PROVIDED INFORMATION:
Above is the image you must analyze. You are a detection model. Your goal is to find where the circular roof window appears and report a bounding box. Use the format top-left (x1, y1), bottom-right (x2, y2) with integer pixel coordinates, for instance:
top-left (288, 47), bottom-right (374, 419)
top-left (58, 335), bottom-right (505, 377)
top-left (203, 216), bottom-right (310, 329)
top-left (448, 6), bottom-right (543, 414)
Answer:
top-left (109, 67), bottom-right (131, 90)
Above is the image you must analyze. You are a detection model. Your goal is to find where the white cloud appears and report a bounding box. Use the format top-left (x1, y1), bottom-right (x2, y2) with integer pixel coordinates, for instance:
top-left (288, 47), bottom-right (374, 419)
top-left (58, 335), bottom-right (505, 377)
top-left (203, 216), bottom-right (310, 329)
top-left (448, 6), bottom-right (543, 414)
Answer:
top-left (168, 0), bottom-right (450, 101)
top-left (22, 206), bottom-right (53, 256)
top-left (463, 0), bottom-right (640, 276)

EXERCISE:
Copy out all of the items above, swapping "detection model" for "object locator" wherever it occurs and keeping everything else unchanged.

SOLUTION FOR THIS EXERCISE:
Above is the image you must analyze. You are a object locator. Your goal is to find where the circular roof window appears and report a bounding box. Use the format top-left (x1, y1), bottom-right (x2, y2) with integer pixel coordinates, for instance:
top-left (288, 47), bottom-right (374, 419)
top-left (58, 335), bottom-right (505, 377)
top-left (203, 216), bottom-right (310, 329)
top-left (448, 6), bottom-right (543, 414)
Answer:
top-left (109, 67), bottom-right (131, 90)
Above is the image you must analyze. You are a object locator. Your goal is to find where the white cloud appears and report a bounding box. Use the format top-left (x1, y1), bottom-right (x2, y2) with integer pixel coordinates, for instance:
top-left (288, 47), bottom-right (374, 419)
top-left (58, 335), bottom-right (505, 377)
top-left (203, 216), bottom-right (310, 329)
top-left (448, 6), bottom-right (543, 414)
Answer:
top-left (168, 0), bottom-right (450, 101)
top-left (22, 206), bottom-right (53, 256)
top-left (463, 0), bottom-right (640, 276)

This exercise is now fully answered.